Page:
They have finally switched in 2021 for ECDSA, which is not quantum safe but offers a better adaptability to the blockchain world.

Reference: lekkertech.net - IOTA IOTAs Multisig Problem, domschiener - Private Keys and Addresses, iota - introduction, Cryptographic vulnerabilities in IOTA

Security

The seed/private key must be generated in a random way. Otherwise, the algorithm is broken. The donjon CTF has a challenge if you want an example.
A private key generated to make a Winternitz signature should be only used one time.

If it is not the case, it is possible to forge a new valid signature under the following condition:

You need to have two messages m1 and m2 such that each byte of the h1 of m1 are less than each byte of the hash of m2, we can forge a new signature by computing: $\begin{aligned}[b] 256−n1< 256−n2 \end{aligned}$ $\begin{aligned}[b] \tilde{s_i} = H^{\tilde{n_i}-n_i}(s_i) \end{aligned}$

The cidectf has a nice challenge on that and you can find a writeup here.

Task list:
**1.** Print the rows verbatim, from the line containing "Task: point to each instance of the metal railing" through the final row, both included.
**2.** Continue the text on Winternitz signature security from the point where it stops.

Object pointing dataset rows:

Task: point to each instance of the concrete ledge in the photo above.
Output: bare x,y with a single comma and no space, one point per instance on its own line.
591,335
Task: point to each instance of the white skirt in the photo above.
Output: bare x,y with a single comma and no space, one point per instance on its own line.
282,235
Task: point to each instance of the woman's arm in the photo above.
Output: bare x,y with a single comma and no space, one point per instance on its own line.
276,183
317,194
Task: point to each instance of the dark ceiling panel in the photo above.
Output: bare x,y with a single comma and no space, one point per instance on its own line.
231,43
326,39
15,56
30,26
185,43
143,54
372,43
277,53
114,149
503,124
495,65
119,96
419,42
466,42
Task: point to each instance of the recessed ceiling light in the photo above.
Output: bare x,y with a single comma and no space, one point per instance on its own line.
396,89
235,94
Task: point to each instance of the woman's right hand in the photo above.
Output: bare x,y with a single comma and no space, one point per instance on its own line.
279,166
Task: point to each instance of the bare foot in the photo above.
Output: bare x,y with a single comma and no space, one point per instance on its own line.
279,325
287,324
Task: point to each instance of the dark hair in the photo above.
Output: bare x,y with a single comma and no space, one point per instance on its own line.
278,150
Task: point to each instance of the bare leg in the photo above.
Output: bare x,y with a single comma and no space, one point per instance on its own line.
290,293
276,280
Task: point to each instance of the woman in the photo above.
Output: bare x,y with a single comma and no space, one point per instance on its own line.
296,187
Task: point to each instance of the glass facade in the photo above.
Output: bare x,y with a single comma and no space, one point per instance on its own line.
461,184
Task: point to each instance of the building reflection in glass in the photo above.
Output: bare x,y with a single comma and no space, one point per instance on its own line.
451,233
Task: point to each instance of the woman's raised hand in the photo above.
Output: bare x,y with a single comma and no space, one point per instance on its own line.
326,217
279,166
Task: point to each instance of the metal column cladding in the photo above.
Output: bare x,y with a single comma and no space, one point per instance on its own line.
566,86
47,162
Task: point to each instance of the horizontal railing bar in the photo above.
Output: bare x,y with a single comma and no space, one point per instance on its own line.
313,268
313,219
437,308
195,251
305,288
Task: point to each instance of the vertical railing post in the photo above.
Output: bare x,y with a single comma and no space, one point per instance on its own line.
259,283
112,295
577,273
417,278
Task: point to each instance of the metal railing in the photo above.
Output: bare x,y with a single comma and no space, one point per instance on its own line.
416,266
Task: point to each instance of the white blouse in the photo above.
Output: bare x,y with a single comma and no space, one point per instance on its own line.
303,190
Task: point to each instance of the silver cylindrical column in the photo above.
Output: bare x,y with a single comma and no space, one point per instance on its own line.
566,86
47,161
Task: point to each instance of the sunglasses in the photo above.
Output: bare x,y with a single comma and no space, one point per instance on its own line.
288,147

The answers:
**1.**
Task: point to each instance of the metal railing in the photo above.
Output: bare x,y with a single comma and no space, one point per instance on its own line.
416,266
Task: point to each instance of the white blouse in the photo above.
Output: bare x,y with a single comma and no space, one point per instance on its own line.
303,190
Task: point to each instance of the silver cylindrical column in the photo above.
Output: bare x,y with a single comma and no space, one point per instance on its own line.
566,86
47,161
Task: point to each instance of the sunglasses in the photo above.
Output: bare x,y with a single comma and no space, one point per instance on its own line.
288,147

**2.**
WOTS+

According to this document, WOTS+ is specific variant of Winternitz used in SPHINCS+, XMSS, LMS for one-time signature.

According to this document, W-OTS is suitable for combining it with Merkle’s tree authentication scheme (MSS) because of the following reason:

The small verification key size
The flexible trade-off between signature size and signature generation time.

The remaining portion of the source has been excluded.